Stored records
● ● ● ●
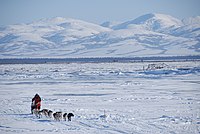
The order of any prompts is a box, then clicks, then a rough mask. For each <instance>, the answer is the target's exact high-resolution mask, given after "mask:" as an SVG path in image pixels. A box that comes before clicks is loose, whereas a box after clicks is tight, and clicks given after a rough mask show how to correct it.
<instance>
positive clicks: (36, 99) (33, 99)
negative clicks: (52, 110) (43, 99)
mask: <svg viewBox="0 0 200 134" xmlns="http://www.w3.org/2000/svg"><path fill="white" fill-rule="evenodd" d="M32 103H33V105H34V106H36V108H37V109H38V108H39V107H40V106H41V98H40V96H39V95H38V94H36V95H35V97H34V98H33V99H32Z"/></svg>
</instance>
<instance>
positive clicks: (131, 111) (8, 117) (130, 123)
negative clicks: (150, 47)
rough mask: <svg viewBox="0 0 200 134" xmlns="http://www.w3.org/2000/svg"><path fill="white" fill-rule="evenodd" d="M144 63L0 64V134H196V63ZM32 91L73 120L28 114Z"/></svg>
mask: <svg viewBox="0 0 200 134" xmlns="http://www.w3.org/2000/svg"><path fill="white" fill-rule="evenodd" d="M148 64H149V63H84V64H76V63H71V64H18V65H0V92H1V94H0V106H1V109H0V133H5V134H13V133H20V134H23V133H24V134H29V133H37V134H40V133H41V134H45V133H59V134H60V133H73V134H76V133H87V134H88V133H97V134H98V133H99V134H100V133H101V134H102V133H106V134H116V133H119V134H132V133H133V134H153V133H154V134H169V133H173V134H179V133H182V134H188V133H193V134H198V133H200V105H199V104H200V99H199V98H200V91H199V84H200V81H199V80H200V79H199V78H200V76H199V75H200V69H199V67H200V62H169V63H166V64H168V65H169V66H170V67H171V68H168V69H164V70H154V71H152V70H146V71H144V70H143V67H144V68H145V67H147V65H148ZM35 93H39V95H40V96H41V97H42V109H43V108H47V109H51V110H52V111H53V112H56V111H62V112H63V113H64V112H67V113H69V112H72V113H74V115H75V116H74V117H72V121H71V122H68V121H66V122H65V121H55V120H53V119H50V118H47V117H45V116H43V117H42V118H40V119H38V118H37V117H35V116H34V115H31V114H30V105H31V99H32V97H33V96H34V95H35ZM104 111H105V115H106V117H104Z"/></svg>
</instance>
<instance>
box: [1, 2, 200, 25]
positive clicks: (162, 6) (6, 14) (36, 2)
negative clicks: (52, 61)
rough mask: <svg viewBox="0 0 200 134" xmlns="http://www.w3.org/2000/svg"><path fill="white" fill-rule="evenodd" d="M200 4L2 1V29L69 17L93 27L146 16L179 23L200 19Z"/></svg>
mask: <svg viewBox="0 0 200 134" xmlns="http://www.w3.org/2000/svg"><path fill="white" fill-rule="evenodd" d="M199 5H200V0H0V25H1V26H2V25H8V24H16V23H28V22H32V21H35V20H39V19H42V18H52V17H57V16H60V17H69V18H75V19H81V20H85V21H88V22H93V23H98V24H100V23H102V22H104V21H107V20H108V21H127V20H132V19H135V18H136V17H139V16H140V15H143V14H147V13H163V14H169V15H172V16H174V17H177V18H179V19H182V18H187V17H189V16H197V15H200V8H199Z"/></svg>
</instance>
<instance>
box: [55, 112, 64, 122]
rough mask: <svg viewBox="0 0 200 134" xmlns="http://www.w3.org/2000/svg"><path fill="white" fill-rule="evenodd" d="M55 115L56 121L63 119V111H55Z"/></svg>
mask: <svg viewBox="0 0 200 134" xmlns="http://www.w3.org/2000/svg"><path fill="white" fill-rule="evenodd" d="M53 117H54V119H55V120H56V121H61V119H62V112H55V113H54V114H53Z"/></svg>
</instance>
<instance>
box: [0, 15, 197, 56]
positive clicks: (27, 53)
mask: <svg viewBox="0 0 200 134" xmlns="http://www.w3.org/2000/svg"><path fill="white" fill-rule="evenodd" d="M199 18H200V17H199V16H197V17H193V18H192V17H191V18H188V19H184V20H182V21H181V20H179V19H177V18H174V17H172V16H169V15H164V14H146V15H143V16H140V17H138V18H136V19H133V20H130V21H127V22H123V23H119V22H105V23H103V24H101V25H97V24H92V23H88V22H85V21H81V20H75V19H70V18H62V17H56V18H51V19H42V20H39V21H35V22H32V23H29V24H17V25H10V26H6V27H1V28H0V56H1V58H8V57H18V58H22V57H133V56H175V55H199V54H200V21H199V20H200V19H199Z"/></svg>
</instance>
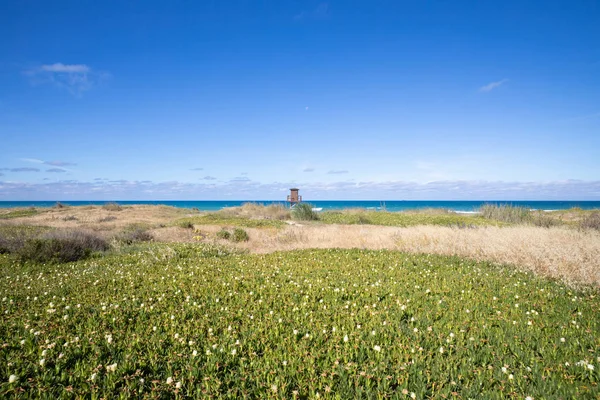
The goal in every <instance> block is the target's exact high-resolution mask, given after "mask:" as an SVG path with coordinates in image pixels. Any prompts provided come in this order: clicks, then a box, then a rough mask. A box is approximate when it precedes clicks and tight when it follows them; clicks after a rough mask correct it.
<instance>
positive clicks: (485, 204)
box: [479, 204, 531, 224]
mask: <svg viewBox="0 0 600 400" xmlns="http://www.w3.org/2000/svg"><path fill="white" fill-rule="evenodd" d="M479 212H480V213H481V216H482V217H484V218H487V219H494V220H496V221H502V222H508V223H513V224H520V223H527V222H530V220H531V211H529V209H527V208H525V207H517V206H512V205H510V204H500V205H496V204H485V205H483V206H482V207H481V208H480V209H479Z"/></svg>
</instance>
● ● ● ●
→ **What to produce**
Please give the number of lines in the entries that contain the word "then", and nothing besides it.

→ **Exercise answer**
2